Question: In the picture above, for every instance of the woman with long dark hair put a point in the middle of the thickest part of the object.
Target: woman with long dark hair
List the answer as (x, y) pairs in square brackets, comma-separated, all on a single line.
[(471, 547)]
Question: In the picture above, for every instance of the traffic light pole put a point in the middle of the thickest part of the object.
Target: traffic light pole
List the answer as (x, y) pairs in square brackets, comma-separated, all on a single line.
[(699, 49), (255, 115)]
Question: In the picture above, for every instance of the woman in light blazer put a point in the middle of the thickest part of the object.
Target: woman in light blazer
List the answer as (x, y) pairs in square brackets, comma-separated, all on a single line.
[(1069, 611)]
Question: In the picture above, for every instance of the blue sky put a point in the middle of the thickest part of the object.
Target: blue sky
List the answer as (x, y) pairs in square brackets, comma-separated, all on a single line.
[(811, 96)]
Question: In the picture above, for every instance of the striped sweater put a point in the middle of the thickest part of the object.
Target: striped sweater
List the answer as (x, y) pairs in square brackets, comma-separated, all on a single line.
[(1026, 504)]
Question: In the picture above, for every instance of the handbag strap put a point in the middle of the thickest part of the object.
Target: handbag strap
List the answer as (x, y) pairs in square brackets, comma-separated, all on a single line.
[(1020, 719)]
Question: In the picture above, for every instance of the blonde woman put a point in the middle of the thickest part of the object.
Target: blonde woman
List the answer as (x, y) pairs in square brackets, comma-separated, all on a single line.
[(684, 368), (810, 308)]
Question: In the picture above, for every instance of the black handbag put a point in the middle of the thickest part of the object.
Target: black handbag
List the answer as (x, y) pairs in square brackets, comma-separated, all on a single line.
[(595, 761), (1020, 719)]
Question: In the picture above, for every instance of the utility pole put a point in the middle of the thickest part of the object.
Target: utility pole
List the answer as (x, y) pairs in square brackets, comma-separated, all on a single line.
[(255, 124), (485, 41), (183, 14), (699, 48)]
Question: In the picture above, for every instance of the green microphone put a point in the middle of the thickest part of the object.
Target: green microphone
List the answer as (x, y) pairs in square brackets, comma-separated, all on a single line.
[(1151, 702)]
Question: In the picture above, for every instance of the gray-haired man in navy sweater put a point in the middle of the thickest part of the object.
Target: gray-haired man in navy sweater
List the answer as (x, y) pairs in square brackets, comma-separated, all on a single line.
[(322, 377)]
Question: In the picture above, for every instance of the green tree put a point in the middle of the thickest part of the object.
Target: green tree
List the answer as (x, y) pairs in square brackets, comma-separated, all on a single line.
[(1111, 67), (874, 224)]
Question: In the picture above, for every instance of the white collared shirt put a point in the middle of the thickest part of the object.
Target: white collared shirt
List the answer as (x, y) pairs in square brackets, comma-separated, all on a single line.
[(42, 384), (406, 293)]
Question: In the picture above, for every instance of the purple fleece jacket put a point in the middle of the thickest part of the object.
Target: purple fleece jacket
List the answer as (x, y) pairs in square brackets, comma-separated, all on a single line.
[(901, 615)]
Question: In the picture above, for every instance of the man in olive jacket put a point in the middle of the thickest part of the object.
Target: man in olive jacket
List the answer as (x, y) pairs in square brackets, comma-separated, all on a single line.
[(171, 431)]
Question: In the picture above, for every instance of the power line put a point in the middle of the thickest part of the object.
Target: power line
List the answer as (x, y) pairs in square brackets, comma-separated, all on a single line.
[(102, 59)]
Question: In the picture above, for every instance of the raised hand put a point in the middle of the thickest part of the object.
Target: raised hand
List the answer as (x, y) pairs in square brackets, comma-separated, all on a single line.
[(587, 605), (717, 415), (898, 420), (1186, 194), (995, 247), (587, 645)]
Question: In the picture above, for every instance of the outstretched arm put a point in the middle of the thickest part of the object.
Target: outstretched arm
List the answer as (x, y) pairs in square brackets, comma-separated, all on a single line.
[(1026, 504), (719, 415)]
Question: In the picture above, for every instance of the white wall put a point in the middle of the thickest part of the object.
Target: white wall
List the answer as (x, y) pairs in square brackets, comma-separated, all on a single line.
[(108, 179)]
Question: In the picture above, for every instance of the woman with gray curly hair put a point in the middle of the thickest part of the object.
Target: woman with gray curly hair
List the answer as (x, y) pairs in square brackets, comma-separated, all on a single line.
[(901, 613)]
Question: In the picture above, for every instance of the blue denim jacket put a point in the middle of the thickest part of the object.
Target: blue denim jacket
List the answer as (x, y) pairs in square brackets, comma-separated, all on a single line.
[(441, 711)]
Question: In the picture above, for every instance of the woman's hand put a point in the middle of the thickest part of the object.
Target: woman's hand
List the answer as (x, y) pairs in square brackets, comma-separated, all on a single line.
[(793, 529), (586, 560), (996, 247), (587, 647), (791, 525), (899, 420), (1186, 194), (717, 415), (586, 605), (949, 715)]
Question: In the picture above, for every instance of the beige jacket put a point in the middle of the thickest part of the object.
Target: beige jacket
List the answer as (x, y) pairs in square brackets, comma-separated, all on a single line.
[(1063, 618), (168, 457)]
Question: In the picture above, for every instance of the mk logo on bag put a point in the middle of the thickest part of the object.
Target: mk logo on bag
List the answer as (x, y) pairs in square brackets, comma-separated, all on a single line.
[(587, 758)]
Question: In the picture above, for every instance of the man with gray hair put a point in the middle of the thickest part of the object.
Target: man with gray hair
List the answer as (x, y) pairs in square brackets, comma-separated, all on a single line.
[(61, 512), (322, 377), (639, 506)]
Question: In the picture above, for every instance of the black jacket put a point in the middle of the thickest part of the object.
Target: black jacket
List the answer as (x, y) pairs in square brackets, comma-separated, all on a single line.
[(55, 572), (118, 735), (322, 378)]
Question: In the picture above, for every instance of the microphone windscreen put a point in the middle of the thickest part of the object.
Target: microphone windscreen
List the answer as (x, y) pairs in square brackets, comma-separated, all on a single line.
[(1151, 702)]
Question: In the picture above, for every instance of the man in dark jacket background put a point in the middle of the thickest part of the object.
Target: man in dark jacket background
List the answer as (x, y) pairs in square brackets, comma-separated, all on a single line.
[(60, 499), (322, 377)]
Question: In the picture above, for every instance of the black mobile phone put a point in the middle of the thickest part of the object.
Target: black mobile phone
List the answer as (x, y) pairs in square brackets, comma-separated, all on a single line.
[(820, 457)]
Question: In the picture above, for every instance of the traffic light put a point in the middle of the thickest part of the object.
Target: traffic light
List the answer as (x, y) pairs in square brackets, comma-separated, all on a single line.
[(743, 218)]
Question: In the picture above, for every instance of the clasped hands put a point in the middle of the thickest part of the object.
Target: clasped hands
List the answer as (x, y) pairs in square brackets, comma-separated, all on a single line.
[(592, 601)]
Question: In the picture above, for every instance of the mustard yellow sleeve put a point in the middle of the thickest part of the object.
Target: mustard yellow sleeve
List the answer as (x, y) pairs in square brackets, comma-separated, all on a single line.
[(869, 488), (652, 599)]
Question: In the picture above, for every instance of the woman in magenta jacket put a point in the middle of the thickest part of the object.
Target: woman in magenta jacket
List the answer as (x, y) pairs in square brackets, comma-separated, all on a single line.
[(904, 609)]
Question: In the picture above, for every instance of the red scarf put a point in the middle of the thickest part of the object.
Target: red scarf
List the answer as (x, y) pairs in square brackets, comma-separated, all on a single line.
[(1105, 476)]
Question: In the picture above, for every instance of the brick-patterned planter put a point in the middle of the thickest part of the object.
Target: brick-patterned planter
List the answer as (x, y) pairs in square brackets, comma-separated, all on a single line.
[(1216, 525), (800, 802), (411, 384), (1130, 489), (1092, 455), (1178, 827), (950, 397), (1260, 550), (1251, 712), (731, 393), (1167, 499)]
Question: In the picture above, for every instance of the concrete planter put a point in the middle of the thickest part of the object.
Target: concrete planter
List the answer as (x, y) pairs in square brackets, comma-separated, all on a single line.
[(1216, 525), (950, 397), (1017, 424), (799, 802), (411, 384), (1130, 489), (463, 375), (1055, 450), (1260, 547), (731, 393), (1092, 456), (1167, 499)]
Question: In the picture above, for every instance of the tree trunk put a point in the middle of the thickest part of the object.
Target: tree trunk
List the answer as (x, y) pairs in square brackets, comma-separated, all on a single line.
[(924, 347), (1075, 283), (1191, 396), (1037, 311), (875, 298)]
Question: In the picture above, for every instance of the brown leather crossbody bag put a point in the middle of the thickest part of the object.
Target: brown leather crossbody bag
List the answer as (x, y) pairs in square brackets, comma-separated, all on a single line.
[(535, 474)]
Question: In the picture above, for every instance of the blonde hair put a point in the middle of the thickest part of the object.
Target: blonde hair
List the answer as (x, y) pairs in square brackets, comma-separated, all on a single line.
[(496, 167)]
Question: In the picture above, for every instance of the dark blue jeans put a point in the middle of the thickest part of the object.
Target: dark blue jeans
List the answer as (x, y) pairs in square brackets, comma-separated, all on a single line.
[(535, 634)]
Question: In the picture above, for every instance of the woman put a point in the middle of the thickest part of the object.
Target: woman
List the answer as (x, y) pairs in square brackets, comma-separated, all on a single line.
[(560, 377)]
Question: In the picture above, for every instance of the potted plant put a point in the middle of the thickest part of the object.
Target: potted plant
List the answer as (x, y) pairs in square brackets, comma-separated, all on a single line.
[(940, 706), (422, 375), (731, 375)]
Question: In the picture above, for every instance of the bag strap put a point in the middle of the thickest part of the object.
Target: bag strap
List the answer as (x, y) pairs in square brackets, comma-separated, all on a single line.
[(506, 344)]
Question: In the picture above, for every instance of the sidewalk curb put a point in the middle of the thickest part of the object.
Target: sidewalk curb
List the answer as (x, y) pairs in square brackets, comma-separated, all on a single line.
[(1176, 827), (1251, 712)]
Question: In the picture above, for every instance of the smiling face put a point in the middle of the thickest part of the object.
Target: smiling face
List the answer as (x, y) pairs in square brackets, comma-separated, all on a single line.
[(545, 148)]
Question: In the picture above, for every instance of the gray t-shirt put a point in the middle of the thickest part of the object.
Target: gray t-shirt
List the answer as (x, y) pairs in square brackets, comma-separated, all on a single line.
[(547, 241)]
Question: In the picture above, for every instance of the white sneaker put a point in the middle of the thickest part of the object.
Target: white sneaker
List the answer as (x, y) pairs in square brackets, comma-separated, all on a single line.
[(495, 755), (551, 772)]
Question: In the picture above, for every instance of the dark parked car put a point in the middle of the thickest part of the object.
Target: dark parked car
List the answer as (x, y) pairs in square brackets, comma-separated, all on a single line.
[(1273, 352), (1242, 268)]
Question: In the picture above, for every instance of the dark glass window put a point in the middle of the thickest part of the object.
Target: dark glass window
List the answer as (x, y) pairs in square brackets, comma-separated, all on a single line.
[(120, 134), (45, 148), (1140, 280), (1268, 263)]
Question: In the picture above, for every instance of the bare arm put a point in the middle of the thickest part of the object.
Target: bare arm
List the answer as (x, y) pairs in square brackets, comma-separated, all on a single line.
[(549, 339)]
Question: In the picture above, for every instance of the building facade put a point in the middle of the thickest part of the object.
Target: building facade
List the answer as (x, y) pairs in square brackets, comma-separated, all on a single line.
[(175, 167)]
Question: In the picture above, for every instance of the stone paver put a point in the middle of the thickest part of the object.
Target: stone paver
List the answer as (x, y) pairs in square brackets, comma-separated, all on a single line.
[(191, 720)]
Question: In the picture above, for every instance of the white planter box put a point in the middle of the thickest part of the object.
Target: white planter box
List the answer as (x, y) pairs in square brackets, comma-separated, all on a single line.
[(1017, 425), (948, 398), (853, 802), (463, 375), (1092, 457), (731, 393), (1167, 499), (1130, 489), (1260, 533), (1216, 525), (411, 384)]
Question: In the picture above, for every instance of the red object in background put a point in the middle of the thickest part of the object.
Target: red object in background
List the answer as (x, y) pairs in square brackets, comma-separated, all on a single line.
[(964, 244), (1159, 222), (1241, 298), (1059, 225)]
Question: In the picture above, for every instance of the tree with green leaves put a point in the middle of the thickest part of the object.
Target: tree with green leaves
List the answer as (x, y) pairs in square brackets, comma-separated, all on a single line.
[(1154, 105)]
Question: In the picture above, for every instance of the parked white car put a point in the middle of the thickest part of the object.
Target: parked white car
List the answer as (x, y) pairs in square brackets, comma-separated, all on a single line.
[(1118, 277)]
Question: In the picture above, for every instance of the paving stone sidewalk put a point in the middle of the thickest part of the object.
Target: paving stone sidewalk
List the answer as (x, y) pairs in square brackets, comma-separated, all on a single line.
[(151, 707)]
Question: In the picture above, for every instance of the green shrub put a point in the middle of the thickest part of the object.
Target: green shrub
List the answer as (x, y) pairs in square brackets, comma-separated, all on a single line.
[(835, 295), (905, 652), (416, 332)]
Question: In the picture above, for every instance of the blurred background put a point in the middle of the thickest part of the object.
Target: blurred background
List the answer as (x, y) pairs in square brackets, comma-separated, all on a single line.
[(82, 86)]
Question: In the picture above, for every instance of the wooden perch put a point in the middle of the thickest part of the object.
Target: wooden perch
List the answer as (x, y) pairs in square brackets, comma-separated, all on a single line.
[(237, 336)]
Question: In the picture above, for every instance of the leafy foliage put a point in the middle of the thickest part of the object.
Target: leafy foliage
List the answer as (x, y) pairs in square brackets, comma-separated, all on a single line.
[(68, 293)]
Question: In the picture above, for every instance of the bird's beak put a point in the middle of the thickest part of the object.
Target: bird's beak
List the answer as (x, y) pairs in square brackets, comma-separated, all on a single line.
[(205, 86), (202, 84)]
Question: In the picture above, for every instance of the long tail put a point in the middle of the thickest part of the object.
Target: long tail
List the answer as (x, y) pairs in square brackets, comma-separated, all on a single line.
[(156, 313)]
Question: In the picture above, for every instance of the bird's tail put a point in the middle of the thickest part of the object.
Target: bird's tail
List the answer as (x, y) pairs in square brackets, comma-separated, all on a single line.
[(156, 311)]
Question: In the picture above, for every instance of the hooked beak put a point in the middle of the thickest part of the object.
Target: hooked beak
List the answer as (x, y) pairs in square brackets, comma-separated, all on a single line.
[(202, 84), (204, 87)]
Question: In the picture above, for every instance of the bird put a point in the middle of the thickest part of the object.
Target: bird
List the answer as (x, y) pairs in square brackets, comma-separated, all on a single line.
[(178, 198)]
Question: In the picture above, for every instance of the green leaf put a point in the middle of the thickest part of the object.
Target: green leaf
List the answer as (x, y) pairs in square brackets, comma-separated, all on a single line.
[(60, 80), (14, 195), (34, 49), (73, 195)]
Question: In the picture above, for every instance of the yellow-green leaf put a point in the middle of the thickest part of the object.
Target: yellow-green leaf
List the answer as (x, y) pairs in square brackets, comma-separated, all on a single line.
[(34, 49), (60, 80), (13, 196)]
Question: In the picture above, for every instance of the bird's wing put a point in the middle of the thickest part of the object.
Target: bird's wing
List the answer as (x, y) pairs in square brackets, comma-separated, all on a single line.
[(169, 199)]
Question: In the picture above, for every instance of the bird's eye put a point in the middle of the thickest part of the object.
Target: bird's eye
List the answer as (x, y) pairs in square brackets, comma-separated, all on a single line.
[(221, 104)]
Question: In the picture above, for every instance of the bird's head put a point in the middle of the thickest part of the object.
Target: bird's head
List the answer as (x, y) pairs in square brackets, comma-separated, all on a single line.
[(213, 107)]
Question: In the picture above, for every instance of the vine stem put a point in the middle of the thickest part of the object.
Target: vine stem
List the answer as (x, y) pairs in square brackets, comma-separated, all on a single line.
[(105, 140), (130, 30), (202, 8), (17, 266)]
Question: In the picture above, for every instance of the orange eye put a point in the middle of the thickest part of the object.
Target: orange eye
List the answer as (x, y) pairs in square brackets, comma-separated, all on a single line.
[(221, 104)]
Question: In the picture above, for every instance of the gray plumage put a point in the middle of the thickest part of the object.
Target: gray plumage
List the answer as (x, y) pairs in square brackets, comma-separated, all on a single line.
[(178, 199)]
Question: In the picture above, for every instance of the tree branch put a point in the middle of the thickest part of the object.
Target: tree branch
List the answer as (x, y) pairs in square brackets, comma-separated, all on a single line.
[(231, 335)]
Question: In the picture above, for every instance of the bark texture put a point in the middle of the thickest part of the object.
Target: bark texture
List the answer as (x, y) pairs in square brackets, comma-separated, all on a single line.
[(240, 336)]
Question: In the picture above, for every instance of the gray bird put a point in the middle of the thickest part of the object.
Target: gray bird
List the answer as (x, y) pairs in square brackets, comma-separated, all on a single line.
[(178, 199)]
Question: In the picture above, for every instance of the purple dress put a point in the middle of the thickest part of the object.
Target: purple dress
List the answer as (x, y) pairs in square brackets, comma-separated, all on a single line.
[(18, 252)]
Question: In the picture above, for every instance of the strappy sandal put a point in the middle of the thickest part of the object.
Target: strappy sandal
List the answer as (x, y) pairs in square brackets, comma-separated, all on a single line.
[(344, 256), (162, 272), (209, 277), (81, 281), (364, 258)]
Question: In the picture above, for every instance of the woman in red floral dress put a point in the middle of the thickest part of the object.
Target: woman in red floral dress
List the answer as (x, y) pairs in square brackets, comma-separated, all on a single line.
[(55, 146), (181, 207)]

Objective: Copy the listing again, starting at the line that has "the blonde woman" and ending after the line that has "[(322, 377)]", with "widest part" substituted for "thickest part" and nothing else altered.

Expected answer:
Question: In the picture above, for every instance of the blonde woman put a point in the middle of the widest part of the object.
Target: blonde woman
List the answer as (x, y) pairs in square brackets, comma-separated, all on a single line.
[(684, 368), (810, 308)]
Question: In the picture above, for every instance of the black handbag put a point in the middle of the widest part of the object.
Target: black handbag
List the answer as (x, y) pairs in square brackets, comma-separated, all on a single line.
[(595, 761), (1020, 719)]
Question: In the picture above, for every instance of the utility pole put a point in the middle of the widest part of the object.
Target: utility pole
List the answer as (x, y) pairs in square brackets, comma-separated, all on a single line.
[(255, 124), (485, 41), (183, 14), (699, 48)]
Question: In the picture above, for every instance of the green microphone put a point in the middle of the widest part of the object.
Target: green microphone
List the answer as (x, y) pairs in square brackets, comma-separated, all on a single line.
[(1151, 702)]
Question: In the picture above, for every instance of the gray-haired man in navy sweater put a point in the middle of the widest part of the object.
Target: gray-haired man in navy sweater
List the answer as (x, y) pairs in square brackets, comma-separated, all on a single line.
[(322, 377)]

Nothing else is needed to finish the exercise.